- Text passage -
----------------

A Room With a View

A powder blue circular graphic with an illustration of an open book, rosemary, mint and a brown mushroom growing from the pages and "Leticia's Creative Obsessions" in green ink above.

The review of Galveston out of an RV window with palm trees, beach and condos in the background and a blue sky with clouds. In the foreground are bananas hanging and a bowl of fruit and green onions growing in a glass.
The review of Galveston out of an RV window with palm trees, beach and condos in the background and a blue sky with clouds. In the foreground are bananas hanging and a bowl of fruit and green onions growing in a glass.

Over the last two weeks we spent almost two whole days packing, emptying and deep cleaning our home of the past thirteen years. As the house grew more and more empty, I was filled with an oscillating sense of detachment and bittersweet sadness. As I’ve written about before in my zine, Home Love, this was Ramiro and I’s first home together, though we’d lived in two apartments before. We lived, loved and lost there, and the house was a sanctuary for me in so many ways, including when my health declined, when I was grieving, when we had to isolate in the first two years of the pandemic. It was also a gathering place for family and friends, a place where we held Halloween activities, tamale making for Christmas and much more. It’s where we said goodbye to our sweet Petey and hello to our newer fur baby Tajin.

----------------

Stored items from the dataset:
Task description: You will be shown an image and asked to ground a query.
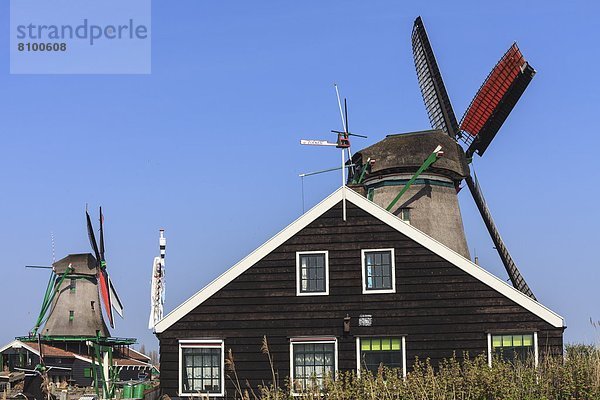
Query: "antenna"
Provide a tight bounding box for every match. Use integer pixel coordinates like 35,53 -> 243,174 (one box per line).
333,83 -> 348,133
50,231 -> 56,264
299,83 -> 366,221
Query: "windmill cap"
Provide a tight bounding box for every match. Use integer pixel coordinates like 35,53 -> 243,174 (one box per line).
352,130 -> 468,180
52,253 -> 97,275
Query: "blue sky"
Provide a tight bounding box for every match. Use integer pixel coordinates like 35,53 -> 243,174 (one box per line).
0,0 -> 600,348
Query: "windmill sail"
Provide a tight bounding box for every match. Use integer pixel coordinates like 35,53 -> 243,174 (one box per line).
108,277 -> 123,318
460,43 -> 535,157
412,17 -> 460,138
465,175 -> 536,300
98,270 -> 115,328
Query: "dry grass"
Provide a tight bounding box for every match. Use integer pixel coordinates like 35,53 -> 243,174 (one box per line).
224,344 -> 600,400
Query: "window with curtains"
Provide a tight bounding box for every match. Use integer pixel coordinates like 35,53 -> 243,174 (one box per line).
296,251 -> 329,296
290,338 -> 337,392
362,249 -> 396,294
179,340 -> 224,396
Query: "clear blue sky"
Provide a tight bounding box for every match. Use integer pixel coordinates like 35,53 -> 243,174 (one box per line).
0,0 -> 600,348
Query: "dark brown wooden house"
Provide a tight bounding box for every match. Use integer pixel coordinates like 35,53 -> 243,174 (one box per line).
156,188 -> 565,397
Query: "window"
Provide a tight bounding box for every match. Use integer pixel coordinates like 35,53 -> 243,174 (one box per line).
179,340 -> 225,397
290,338 -> 337,392
356,337 -> 406,376
488,332 -> 538,367
362,249 -> 396,293
398,208 -> 410,224
296,251 -> 329,296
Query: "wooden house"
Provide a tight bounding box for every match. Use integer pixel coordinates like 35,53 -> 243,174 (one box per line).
0,339 -> 154,387
156,187 -> 565,398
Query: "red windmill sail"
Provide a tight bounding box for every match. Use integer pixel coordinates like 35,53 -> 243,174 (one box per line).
460,43 -> 535,156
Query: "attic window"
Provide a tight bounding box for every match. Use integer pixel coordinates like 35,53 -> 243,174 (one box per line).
361,249 -> 396,294
296,251 -> 329,296
398,208 -> 410,224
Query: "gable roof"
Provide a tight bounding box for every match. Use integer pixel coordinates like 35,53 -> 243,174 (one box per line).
155,187 -> 565,333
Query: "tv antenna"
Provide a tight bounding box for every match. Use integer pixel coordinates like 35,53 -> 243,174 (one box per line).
299,83 -> 366,221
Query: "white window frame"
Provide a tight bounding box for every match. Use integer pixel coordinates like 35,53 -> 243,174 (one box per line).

----------------

- Assignment -
Quote, word for word, the part of the passage about moving out of the house that begins with "Over the last" and ends with "fur baby Tajin.".

- Task response -
Over the last two weeks we spent almost two whole days packing, emptying and deep cleaning our home of the past thirteen years. As the house grew more and more empty, I was filled with an oscillating sense of detachment and bittersweet sadness. As I’ve written about before in my zine, Home Love, this was Ramiro and I’s first home together, though we’d lived in two apartments before. We lived, loved and lost there, and the house was a sanctuary for me in so many ways, including when my health declined, when I was grieving, when we had to isolate in the first two years of the pandemic. It was also a gathering place for family and friends, a place where we held Halloween activities, tamale making for Christmas and much more. It’s where we said goodbye to our sweet Petey and hello to our newer fur baby Tajin.